▸ SHORT EXERCISE
Turn the lines below into a numbered list, starting at the line that contains "Task: annotation of the crane" and ending with the last line, and leave out any blank lines.

------------------------------------------------------------------------

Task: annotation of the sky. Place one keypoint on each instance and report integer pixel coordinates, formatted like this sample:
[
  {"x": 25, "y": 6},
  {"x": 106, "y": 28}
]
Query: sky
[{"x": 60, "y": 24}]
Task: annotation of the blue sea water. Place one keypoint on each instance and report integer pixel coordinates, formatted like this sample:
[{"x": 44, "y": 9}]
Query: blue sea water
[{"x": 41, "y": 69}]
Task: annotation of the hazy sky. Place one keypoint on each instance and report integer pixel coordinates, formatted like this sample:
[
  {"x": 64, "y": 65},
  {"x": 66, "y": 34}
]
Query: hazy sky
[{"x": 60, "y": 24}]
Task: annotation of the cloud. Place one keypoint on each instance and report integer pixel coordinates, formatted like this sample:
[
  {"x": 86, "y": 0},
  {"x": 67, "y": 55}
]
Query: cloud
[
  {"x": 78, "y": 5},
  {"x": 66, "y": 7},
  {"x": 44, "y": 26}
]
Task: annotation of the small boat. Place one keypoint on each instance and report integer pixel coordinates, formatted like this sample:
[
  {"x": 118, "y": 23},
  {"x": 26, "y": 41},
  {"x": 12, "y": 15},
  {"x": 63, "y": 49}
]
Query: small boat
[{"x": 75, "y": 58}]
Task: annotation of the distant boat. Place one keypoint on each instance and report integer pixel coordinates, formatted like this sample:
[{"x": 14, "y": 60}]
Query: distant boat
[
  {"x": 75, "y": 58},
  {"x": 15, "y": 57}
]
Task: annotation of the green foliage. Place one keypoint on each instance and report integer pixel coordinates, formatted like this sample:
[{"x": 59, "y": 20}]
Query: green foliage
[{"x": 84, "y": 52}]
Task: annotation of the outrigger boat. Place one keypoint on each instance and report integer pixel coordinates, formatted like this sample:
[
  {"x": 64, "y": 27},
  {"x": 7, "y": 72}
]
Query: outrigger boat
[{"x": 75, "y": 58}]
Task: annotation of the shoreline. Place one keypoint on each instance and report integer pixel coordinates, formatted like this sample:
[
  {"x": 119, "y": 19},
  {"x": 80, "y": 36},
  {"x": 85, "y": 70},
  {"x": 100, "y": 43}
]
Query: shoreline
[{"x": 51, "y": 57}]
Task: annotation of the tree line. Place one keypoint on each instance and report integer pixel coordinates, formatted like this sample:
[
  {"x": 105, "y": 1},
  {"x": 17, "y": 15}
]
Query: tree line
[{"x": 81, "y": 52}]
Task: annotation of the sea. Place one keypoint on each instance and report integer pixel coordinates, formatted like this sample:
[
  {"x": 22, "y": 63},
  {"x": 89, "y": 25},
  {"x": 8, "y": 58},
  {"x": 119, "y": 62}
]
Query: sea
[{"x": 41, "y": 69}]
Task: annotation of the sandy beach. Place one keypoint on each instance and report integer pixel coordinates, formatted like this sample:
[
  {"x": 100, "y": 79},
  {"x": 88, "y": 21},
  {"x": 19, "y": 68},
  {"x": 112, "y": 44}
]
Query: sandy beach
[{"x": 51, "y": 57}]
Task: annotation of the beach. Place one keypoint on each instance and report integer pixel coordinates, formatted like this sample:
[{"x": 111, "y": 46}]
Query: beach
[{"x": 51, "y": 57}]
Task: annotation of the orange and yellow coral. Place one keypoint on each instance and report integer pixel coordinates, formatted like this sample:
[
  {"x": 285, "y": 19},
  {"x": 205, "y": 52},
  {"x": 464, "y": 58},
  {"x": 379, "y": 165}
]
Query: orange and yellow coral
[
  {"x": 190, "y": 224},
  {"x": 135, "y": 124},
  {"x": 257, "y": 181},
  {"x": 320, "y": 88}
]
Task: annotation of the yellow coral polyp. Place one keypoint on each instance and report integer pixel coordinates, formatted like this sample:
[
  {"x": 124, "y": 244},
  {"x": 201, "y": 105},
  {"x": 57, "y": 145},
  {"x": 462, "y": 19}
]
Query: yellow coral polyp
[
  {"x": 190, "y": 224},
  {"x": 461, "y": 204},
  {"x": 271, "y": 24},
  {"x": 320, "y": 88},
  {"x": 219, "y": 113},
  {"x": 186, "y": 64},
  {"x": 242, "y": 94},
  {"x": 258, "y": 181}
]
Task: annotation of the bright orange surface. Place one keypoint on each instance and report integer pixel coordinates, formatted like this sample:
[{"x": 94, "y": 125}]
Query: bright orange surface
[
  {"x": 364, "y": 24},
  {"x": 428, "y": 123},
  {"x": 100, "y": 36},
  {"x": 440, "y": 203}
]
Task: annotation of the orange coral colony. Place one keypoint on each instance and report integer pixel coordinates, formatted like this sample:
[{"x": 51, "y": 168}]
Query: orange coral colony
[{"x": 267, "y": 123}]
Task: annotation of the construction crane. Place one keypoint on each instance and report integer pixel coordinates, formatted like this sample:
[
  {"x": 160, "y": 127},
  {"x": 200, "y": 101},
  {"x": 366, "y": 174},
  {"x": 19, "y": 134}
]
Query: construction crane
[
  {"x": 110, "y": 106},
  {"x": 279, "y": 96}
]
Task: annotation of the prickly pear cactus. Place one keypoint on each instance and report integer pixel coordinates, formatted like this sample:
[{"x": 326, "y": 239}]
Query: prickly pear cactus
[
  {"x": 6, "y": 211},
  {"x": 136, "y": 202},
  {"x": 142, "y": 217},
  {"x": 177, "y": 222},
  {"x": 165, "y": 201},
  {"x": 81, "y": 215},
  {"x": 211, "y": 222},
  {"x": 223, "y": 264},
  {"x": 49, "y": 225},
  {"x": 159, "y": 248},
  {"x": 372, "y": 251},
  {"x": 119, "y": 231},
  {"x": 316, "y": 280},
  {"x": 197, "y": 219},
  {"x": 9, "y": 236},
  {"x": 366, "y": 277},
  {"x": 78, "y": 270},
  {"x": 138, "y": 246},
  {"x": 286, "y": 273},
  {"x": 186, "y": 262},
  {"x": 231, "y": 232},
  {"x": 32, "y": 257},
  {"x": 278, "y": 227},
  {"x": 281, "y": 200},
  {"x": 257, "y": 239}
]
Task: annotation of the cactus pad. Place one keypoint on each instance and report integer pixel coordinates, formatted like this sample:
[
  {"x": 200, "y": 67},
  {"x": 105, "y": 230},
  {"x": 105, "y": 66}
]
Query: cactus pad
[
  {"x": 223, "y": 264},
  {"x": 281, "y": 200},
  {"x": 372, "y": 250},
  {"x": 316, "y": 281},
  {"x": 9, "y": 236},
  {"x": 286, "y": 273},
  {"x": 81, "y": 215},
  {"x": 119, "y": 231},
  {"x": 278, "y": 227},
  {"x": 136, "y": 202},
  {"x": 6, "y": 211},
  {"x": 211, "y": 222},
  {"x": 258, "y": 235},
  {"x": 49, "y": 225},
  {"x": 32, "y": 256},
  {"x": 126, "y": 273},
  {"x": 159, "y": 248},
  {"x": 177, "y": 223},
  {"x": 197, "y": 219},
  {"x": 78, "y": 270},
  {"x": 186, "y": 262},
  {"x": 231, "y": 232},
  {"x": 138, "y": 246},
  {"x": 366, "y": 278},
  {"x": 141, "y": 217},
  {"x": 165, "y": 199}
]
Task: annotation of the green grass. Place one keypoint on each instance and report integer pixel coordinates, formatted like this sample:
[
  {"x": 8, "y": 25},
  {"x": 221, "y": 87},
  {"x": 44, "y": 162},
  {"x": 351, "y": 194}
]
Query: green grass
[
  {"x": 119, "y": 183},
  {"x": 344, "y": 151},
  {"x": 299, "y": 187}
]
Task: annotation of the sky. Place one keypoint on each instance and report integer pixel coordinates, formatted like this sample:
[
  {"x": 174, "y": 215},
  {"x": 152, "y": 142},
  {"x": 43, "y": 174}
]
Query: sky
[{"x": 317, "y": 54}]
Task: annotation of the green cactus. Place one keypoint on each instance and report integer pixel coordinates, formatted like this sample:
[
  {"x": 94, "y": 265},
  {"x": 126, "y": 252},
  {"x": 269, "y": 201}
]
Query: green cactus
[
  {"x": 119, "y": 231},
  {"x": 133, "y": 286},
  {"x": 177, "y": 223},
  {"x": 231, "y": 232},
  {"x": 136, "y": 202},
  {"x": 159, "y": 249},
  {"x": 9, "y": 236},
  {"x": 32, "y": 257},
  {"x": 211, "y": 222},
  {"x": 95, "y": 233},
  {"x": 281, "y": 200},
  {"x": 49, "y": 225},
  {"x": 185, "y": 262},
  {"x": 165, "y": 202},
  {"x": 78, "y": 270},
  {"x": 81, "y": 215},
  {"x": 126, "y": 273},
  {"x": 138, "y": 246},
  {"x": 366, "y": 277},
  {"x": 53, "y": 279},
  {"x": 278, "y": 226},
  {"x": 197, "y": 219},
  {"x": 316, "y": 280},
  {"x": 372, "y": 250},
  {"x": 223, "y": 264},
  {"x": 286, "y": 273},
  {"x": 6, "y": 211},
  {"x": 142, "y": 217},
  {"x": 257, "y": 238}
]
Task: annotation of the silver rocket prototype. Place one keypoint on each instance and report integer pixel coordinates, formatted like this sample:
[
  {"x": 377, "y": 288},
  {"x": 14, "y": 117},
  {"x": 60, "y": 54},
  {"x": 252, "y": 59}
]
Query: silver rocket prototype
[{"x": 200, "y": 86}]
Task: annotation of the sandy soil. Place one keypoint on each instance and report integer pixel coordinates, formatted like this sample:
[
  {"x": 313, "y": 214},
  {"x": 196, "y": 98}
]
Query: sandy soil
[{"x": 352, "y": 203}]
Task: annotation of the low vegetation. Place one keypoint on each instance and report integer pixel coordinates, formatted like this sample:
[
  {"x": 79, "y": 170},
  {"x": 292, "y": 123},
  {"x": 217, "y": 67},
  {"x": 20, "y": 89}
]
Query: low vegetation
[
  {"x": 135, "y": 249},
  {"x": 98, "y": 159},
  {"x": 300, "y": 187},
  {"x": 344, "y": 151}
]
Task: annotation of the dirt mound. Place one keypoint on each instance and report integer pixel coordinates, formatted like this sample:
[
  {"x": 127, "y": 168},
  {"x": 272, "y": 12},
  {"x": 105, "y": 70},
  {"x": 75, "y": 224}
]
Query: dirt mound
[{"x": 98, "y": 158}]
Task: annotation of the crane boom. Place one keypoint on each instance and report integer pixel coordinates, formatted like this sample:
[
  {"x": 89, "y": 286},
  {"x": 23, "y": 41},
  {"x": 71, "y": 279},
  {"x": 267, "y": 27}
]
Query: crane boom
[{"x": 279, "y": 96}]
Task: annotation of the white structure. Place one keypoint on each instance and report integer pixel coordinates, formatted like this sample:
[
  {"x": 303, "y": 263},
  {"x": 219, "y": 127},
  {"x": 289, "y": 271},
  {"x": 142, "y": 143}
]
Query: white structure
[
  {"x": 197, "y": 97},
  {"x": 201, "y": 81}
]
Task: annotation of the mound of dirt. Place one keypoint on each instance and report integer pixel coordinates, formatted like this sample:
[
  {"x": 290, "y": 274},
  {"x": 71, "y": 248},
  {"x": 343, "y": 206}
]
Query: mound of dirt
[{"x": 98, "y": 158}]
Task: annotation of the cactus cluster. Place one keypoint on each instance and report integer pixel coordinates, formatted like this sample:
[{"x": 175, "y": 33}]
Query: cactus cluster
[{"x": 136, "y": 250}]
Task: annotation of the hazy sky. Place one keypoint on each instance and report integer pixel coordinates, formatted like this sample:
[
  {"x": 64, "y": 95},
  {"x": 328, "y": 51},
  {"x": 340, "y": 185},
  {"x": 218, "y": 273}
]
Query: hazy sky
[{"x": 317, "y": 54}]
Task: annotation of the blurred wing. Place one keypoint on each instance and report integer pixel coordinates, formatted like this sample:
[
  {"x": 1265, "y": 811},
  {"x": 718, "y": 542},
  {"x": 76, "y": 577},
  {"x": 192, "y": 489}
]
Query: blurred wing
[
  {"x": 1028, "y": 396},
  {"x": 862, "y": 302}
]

------------------------------------------------------------------------

▸ SOLVED PROBLEM
1. Task: annotation of the crane boom. Place one keypoint on each instance and report integer pixel coordinates, formatted like this sample:
2. [
3.   {"x": 89, "y": 286},
4.   {"x": 23, "y": 41},
5.   {"x": 71, "y": 279},
6.   {"x": 267, "y": 27}
7. ]
8. Query: crane boom
9. [{"x": 279, "y": 96}]
10. Task: annotation of the white structure. Place one keypoint on each instance and report integer pixel coordinates, formatted like this sample:
11. [
12.   {"x": 303, "y": 263},
13.   {"x": 219, "y": 127},
14.   {"x": 289, "y": 271},
15.   {"x": 142, "y": 143}
16. ]
17. Query: white structure
18. [
19.   {"x": 197, "y": 97},
20.   {"x": 201, "y": 81}
21. ]
22. Task: annotation of the mound of dirt. Place one keypoint on each instance and report integer pixel coordinates, formatted like this sample:
23. [
24.   {"x": 290, "y": 274},
25.   {"x": 71, "y": 248},
26.   {"x": 343, "y": 206}
27. ]
28. Query: mound of dirt
29. [{"x": 98, "y": 158}]
30. Task: annotation of the cactus cluster. Place one keypoint on each instance and report integer pixel coordinates, formatted like this sample:
31. [{"x": 175, "y": 33}]
32. Query: cactus cluster
33. [{"x": 136, "y": 250}]
34. Task: annotation of the hazy sky. Place one keypoint on each instance and report integer pixel coordinates, formatted like this sample:
35. [
36.   {"x": 64, "y": 95},
37.   {"x": 328, "y": 51},
38.   {"x": 340, "y": 185},
39.   {"x": 218, "y": 273}
40. ]
41. Query: hazy sky
42. [{"x": 317, "y": 54}]
43. Task: annotation of the blurred wing. Place one keypoint on each instance and report integer pixel coordinates, formatted like this sample:
44. [
45.   {"x": 1265, "y": 811},
46.   {"x": 718, "y": 542},
47.   {"x": 76, "y": 577},
48.   {"x": 192, "y": 489}
49. ]
50. Query: blurred wing
51. [
52.   {"x": 1028, "y": 396},
53.   {"x": 862, "y": 302}
54. ]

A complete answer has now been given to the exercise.